GIVEN PROBLEM ▸ Please render the stretch from the line containing "Segment every instance of the wing" through the line containing "102), (286, 111)]" as a JSON list of strings, one string per line, with blank lines skipped and the pictures left out.

DATASET CONTENT ▸
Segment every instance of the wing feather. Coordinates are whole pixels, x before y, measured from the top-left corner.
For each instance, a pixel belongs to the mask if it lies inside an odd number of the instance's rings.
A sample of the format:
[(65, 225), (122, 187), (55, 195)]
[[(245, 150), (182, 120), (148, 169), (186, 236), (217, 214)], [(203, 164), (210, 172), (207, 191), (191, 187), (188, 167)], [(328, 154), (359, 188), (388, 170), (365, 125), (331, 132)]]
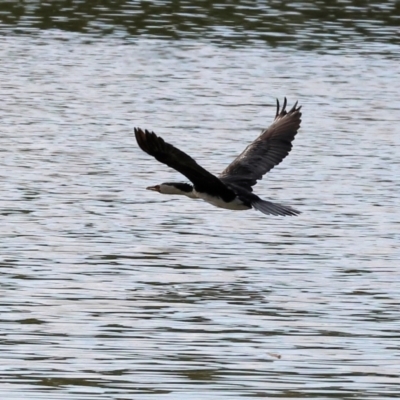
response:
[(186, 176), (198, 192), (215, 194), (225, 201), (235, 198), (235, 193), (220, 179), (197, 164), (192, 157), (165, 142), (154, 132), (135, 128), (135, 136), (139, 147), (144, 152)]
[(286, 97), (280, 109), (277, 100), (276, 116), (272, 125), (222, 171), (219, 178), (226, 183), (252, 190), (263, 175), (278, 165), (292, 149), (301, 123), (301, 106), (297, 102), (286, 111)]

* * *

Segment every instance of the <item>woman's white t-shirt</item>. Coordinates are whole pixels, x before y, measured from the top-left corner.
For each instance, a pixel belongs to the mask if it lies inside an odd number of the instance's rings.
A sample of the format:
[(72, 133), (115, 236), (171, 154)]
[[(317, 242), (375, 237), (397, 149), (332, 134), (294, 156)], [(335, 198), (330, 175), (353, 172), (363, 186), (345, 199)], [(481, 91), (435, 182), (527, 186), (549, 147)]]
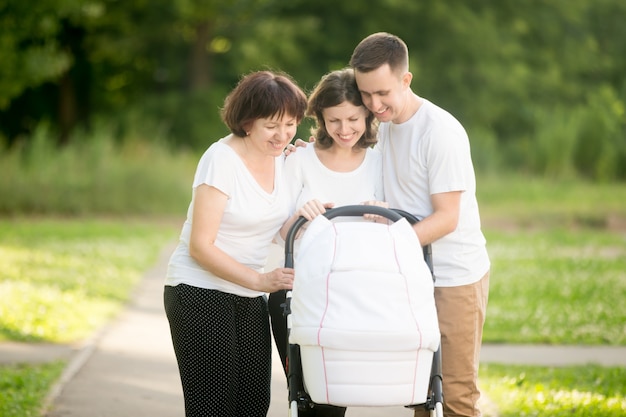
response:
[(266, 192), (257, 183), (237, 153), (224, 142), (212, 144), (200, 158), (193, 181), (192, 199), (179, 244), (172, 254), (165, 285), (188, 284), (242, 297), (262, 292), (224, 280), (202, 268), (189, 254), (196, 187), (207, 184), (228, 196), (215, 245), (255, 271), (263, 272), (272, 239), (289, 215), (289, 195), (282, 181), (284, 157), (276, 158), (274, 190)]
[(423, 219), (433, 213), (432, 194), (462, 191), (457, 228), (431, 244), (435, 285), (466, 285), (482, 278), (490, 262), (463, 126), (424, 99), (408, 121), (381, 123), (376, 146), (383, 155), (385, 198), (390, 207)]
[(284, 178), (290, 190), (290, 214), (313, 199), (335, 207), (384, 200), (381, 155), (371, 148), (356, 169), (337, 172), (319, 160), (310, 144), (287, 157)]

ANSWER TO THE TASK ▸
[
  "Segment every instance of the wing feather. Coordinates are whole pixels, x before y, measured from the top-left corner.",
  "For each instance, a pixel belongs to the mask if it lies inside an odd number of the instance's rings.",
  "A sample of the format:",
  "[(65, 225), (122, 187), (55, 195)]",
  "[[(245, 150), (182, 120), (148, 169), (186, 236), (217, 214)], [(203, 164), (210, 172), (207, 191), (191, 187), (188, 167)], [(328, 154), (359, 188), (388, 170), (365, 125), (331, 132)]]",
  "response:",
  "[(186, 176), (198, 192), (215, 194), (225, 201), (235, 198), (235, 193), (220, 179), (197, 164), (192, 157), (165, 142), (154, 132), (135, 128), (135, 136), (139, 147), (144, 152)]",
  "[(286, 97), (280, 109), (277, 100), (276, 116), (272, 125), (222, 171), (219, 178), (226, 183), (252, 190), (263, 175), (278, 165), (292, 149), (301, 123), (301, 106), (297, 102), (286, 111)]"
]